Directions: Return each entry exactly, with none missing.

Lines of data
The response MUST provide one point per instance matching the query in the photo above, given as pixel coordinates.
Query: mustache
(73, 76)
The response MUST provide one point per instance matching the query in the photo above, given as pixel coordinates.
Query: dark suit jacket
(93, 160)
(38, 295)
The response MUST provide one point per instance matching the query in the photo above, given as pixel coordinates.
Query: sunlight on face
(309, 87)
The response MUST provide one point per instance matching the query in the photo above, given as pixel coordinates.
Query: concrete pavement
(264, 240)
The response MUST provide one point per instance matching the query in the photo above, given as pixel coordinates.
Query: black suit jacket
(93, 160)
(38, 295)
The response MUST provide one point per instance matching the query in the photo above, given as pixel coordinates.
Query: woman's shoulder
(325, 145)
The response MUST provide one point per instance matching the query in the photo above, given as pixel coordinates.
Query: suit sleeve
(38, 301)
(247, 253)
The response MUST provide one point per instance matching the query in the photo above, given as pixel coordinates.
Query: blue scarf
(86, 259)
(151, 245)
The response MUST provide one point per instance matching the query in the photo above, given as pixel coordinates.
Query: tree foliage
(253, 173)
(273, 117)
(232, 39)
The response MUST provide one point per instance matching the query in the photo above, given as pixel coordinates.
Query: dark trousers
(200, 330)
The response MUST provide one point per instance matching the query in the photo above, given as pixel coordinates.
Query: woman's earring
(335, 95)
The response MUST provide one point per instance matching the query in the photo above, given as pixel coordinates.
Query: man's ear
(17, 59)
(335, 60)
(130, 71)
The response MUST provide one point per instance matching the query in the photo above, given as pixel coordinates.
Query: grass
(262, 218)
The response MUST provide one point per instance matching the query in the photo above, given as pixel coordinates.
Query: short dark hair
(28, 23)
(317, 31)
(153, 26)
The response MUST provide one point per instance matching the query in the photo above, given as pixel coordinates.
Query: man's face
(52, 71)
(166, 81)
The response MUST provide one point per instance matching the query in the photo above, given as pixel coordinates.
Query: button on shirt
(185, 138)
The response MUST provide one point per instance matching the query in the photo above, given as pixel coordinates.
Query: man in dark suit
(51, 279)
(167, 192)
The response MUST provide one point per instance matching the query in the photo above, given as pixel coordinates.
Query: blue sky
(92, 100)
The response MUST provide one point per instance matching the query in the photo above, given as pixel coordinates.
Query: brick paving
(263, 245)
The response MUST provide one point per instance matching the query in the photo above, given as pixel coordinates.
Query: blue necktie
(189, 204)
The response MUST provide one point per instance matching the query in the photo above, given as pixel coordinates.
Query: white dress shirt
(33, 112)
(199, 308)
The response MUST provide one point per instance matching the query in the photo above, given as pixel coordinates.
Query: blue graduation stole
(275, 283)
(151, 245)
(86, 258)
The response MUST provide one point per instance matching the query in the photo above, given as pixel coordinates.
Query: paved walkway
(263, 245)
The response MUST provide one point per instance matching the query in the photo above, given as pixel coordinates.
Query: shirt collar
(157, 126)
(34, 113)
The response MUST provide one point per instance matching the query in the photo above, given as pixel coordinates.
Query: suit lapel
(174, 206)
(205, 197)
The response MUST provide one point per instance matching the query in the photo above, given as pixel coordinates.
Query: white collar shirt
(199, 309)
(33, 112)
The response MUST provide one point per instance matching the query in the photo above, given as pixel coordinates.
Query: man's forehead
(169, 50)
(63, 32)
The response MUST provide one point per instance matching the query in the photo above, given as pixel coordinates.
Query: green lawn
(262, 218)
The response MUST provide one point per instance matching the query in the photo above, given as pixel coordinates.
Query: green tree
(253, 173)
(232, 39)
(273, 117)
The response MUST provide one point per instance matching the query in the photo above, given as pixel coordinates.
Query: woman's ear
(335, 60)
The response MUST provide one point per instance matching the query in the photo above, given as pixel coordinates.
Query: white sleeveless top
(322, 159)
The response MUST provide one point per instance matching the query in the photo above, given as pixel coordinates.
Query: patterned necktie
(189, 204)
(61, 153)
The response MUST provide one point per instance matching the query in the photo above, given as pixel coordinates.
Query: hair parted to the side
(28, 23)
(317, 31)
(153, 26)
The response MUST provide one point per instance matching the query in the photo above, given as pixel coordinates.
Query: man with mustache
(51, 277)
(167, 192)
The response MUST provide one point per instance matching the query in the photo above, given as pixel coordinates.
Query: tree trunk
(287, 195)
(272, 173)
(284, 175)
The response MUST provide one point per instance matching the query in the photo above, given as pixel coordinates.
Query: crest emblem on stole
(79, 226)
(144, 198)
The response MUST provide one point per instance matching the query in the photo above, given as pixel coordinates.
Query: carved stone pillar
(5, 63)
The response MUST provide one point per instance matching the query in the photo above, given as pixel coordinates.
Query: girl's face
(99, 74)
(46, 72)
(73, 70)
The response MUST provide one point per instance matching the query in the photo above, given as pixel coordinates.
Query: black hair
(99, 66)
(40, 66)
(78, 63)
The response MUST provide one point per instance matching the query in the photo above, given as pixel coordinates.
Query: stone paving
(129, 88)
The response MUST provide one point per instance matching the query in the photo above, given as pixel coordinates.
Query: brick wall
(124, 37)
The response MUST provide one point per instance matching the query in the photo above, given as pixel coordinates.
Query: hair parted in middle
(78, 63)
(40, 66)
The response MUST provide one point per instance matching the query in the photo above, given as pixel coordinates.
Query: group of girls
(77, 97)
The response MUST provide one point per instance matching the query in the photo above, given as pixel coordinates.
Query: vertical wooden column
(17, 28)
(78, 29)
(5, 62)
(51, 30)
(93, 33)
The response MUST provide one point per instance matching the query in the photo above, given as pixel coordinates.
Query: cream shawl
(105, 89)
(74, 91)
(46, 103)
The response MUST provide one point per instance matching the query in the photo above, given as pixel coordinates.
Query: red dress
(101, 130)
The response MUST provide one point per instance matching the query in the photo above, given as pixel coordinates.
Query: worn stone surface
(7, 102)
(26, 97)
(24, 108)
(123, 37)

Task output:
The response MUST provide one point per instance matching the query in the photo above, given as pixel coordinates.
Query: mustache
(73, 76)
The response MUST provide one point per instance matching the query in the photo above, given as pixel coordinates.
Query: dark suit jacket
(93, 160)
(38, 295)
The response MUST provide one point per instance matching the query in the photo above, given as pixel coordinates.
Query: sunlight on face
(309, 87)
The response MUST provide one point per instance matching the query in the photo above, given as pixel coordinates.
Query: concrete pavement
(264, 240)
The response MUST provide one point per instance matching the query in the photo above, given as pixel coordinates.
Query: black suit jacket
(93, 160)
(38, 295)
The response MUST provide one point per instance matching the query in the photo above, given as pixel coordinates.
Query: woman's shoulder
(325, 145)
The response MUST provide one point per instance matching the query in the photo above, given as pixel coordinates.
Query: suit sleeve
(38, 301)
(247, 253)
The response MUST provide one point per instance matching the query in the photo above, given as pixel coordinates.
Query: blue scarf
(86, 259)
(151, 245)
The response MUST provide one point per instance matching the query in the photo above, given as pixel coordinates.
Query: tree foliage
(253, 173)
(273, 117)
(232, 39)
The response MUST provide one point per instance matching the query in the photo above, given as pixel coordinates.
Query: dark trousers
(200, 330)
The response MUST provide one point per instance matching the query in the photo above, given as pixel coordinates.
Query: woman's earring
(335, 95)
The response MUST provide one point per instance matching the query in the photo above, given as pixel coordinates.
Query: man's ear
(17, 59)
(335, 60)
(130, 71)
The response MUST provide one point per instance matching the query in the photo above, given as pixel coordinates.
Query: grass
(262, 218)
The response MUST provide one point per instance matching the query in the photo above, given as pixel coordinates.
Query: short dark hair
(28, 23)
(317, 31)
(153, 26)
The response MUST provide one point per instance matching the query in the photo above, given as pixel coordinates.
Query: man's face
(52, 71)
(166, 81)
The response MUST provide one point per instance matching the query in the photo above, given as pixel coordinates.
Query: button on shirt
(185, 138)
The response MUST provide one point per instance matching the query in the photo above, given as pixel coordinates.
Query: man in dark suit
(51, 279)
(167, 192)
The response MUST provide one point per instance matching the query in the photo above, given as pixel coordinates.
Query: blue sky
(92, 100)
The response MUST provide one point per instance matching the query in the photo above, given as pixel coordinates.
Query: brick paving
(263, 245)
The response MUST provide one point per instance matching the query in the photo above, given as pixel coordinates.
Query: blue necktie
(189, 204)
The response MUST provide one point per instance matching the query in the photo above, given as pixel coordinates.
Query: white dress shirt
(33, 112)
(199, 308)
The response MUST provide one point per instance matching the query in the photo above, given as pixel coordinates.
Query: blue graduation stole
(275, 283)
(151, 245)
(86, 258)
The response MUST provide one point per instance matching the query in the photo above, given as pixel coordinates.
Query: paved walkway
(263, 245)
The response MUST provide one point per instance matching the query in the photo above, given as pixel coordinates.
Query: shirt collar
(157, 126)
(34, 113)
The response MUST provide one point per instance matching the query in the photo above, given as pixel coordinates.
Query: suit lapel
(174, 206)
(205, 197)
The response MUST provide one point per instance matching the query in the photo above, given as pixel coordinates.
Query: white collar shirt
(199, 309)
(33, 112)
The response MUST provide one point per instance matching the query in the photo above, given as pixel coordinates.
Query: man's forehead
(169, 50)
(63, 32)
The response MUST provide one point per instance matching the query in the photo above, given as pixel coordinates.
Query: green lawn
(262, 218)
The response MUST provide one point per instance matching the query in the photo above, given as pixel coordinates.
Query: green tree
(253, 173)
(232, 39)
(273, 117)
The response MUST provide one point per instance matching the query in the photo above, given as pixel coordinates.
Query: woman's ear
(335, 60)
The response MUST provide one point per instance matching the query in the photo above, given as pixel coordinates.
Query: white sleeveless top
(322, 159)
The response MUST provide one point per instance matching the query in the photo above, given as pixel coordinates.
Query: patterned necktie
(189, 204)
(61, 153)
The response MUST provide one point per instance matching the query in the photo above, given as pixel coordinates.
Query: hair parted to the side
(28, 23)
(317, 31)
(153, 26)
The response MUST provide one point per instance matching the query in the photo above, given as pixel coordinates.
Query: man with mustache
(51, 277)
(167, 192)
The response MUST provide one point per instance matching the query in the photo above, given as pixel coordinates.
Query: tree trunk
(287, 195)
(272, 173)
(284, 175)
The response MUST provide one point per instance matching the query in the photo above, given as pixel coordinates.
Query: crest emblem on stole
(79, 226)
(144, 198)
The response MUST provide one point per instance matching the query in the photo above, given as pixel coordinates.
Query: carved stone pillar
(5, 63)
The response MUST provide one point per instance matching the query in the photo above, given as pixel coordinates.
Query: girl's face
(99, 74)
(46, 72)
(73, 70)
The response MUST provide one point per instance matching the query in the photo above, given as pixel coordinates.
Query: black hair
(99, 66)
(40, 66)
(78, 63)
The response MUST provide one point per instance matching the query in the photo above, given as pixel coordinates.
Query: stone paving
(129, 88)
The response MUST provide one point per instance matching the query in the photo above, given as pixel coordinates.
Query: brick wall
(124, 37)
The response MUST provide one point per instance matching the query in the photo above, given as pixel coordinates.
Query: hair parted in middle
(78, 63)
(40, 66)
The response MUST provide one point per instance matching the query in the photo above, given as pixel coordinates.
Query: group of girls
(77, 97)
The response MUST provide one point per instance matching the query in the photo above, given as pixel coordinates.
Query: vertical wooden column
(17, 28)
(78, 29)
(5, 62)
(51, 30)
(93, 33)
The response MUST provide one point per instance matching the query in the photo above, given as pixel coordinates.
Query: cream shawl
(105, 89)
(74, 91)
(46, 103)
The response MUST provide one point per instance matching the query in the photo above, given as pixel coordinates.
Query: red dress
(101, 130)
The response MUST provide one point per instance matching the query in the photo above, given as pixel coordinates.
Query: worn stone surface
(7, 102)
(26, 97)
(24, 108)
(123, 37)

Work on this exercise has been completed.